Exercise tasks.
[A] Name the old institutions that the passage on the digital-globalization crisis says are not structured to manage the new landscape.
[B] According to the passage on the digital-globalization crisis, why do boundaries between groups and nations change radically?
[C] Extend the passage on the digital-globalization crisis with the paragraph that would follow its final sentence.

Excerpted text.
▼

The last is in some ways the most salient, but also the least understood and least predictable. It is the digital-globalization crisis. Digital here refers to the age of information networks, and includes the Internet, computational processing and communication systems, and informational interface platforms and capacities, ranging from smartphones to the deep melding of human and artificial intelligence systems and our interface with them. We are witnessing the emergence of a whole new landscape of complex adaptive behavior systems, and it is changing all the rules such in a way that the old institutions (i.e., media, governments, financial systems) are not structured to manage. The most obvious change is that physical distance and location collapses, and the field of interaction is increasingly virtual, taking place on the digital landscape. This means that boundaries between groups and nations change radically. In addition, as Marshall McLuhan noted, the medium alters the form of our psychologies, and the digital age is like nothing we have ever seen. In short, “digital” is changing globe and the form of our identities (see this fascinating book, Digital Libido, for a powerful analysis).

▲

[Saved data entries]
▼

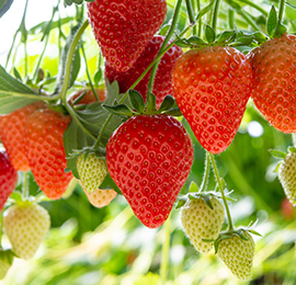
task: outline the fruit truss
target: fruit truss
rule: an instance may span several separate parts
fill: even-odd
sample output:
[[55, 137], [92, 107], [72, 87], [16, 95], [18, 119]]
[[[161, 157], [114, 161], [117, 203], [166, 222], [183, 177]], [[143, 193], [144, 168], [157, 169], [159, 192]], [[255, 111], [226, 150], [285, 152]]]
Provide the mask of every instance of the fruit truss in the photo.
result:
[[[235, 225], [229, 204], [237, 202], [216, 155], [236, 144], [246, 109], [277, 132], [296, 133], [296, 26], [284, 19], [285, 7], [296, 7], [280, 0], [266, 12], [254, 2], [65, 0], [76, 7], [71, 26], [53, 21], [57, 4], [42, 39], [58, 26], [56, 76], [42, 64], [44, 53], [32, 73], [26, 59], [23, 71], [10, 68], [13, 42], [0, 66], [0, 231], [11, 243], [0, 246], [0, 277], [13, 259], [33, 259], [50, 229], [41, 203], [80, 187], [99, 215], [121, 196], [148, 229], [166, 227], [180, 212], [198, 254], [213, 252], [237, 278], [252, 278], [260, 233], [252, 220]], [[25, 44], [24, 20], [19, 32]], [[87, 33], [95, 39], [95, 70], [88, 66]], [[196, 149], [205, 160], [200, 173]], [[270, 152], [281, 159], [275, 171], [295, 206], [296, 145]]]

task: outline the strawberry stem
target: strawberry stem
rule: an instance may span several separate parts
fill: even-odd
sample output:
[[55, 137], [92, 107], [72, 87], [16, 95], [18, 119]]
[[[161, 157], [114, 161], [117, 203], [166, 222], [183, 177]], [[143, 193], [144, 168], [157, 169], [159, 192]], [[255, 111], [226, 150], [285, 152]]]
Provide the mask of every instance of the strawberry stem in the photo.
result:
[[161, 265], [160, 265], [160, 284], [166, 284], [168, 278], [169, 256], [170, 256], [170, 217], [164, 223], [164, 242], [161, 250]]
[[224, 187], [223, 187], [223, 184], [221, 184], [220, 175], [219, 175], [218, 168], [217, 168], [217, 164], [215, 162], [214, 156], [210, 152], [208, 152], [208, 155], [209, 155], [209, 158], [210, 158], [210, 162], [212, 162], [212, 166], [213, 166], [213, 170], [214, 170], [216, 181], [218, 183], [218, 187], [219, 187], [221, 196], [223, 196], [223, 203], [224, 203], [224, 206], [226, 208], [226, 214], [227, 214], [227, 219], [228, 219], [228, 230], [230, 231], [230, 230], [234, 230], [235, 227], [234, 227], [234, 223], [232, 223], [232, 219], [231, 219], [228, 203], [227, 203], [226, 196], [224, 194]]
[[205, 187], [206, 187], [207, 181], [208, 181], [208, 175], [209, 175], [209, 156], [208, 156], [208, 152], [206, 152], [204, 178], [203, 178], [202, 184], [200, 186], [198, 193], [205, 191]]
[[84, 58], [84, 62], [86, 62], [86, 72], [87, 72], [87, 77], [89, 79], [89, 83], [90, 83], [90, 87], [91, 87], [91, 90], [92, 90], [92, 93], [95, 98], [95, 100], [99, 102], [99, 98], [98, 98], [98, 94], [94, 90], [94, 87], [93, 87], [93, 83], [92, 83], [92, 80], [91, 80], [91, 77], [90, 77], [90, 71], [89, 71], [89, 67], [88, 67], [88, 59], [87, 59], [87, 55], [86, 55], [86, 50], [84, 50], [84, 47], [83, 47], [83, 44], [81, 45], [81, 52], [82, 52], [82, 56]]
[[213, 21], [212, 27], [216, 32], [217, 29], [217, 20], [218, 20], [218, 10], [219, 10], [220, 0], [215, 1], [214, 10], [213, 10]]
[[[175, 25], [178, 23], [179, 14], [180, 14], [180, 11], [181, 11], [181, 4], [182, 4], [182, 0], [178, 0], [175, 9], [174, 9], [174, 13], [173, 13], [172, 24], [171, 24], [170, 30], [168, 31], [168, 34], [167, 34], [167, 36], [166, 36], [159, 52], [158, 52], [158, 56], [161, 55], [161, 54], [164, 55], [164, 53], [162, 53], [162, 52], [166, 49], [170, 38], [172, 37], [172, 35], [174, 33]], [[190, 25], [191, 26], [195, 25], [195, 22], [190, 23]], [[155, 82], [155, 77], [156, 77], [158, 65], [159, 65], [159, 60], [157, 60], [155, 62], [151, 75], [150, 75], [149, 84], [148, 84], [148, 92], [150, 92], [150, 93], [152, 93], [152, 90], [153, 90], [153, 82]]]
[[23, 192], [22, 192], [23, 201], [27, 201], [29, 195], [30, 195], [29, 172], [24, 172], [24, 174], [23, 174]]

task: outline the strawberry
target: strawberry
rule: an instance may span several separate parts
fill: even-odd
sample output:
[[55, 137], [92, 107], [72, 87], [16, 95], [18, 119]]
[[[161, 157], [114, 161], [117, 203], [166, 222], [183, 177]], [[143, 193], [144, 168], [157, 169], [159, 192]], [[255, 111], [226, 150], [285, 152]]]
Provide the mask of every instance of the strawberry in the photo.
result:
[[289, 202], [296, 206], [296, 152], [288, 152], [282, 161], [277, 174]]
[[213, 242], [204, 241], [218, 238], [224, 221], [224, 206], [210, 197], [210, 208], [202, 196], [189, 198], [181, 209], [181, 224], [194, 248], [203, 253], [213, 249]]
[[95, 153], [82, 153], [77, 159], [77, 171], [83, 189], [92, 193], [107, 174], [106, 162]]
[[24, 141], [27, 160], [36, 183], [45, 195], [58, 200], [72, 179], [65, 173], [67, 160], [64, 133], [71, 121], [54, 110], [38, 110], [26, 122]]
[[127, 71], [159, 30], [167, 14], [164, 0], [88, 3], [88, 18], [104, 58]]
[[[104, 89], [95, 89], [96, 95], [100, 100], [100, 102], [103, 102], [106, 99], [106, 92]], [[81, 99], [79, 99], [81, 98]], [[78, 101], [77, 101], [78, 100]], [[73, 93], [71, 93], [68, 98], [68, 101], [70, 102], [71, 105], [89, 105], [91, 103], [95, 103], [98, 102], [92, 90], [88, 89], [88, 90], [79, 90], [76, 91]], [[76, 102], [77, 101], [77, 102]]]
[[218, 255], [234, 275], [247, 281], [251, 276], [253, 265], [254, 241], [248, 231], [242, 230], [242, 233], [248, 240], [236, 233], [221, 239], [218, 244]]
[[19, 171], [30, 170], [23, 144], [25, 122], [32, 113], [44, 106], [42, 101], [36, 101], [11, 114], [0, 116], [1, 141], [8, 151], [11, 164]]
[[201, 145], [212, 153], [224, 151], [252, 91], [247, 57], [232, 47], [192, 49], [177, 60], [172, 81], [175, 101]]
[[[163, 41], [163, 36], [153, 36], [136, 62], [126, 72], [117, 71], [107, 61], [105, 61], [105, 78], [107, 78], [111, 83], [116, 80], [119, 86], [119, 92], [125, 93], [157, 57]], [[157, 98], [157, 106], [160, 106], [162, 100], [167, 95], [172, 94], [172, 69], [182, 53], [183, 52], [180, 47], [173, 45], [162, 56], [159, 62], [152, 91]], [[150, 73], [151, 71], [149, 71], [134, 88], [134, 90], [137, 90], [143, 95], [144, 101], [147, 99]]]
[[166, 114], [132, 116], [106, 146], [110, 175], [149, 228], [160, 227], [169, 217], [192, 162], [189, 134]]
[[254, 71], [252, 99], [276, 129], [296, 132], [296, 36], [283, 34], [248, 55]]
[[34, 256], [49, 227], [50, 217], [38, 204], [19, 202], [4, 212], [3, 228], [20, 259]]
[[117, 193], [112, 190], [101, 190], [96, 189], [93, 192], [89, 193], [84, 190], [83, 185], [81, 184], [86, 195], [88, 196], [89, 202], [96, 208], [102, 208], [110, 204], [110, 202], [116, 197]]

▲

Results by task.
[A] Media, governments, and financial systems.

[B] Physical distance and location collapse, and the field of interaction is increasingly virtual, taking place on the digital landscape. This shift radically changes the boundaries between groups and nations.

[C]
As my longer open letter notes, I think we can fruitfully collapse these four meta-crises into a meta/macro Digital Identity Problem (i.e., it is shorthand for the wicked complex of the Digital-Techno-Mental-Meaning Meta-Crises). This can then be thought of as the great problem for the 21st century. Given the magnitude of these meta-crises, a natural response might be to shrug one’s shoulders and say nothing can be done about it. I don’t think that is the best way to go.
As skilled therapists know, to effectively address problems, one needs awareness of the situation one is in and the dynamics that are operative, in both the short and long term. As such, the goal of this post is to raise consciousness about the “meta-situation" we (i.e., humanity) find ourselves in. I believe that with collective awareness of the Digital Identity Problem, we might have more clarity about how we can coordinate our collective efforts and move toward solutions. That is, I believe there is still time for us to change and grow toward a “Digital Identity Solution” (e.g., see this podcast, Emerge, for a series of ideas on the problem and possible adaptive solutions). The bottom line is that we need to cultivate general awareness and start the process of awakening toward adaptive change. So that is my calling here: Let us collectively wake up to the situation we find ourselves in so we can actually fostering ways of being that affords us hope for a future of the kind we would all want.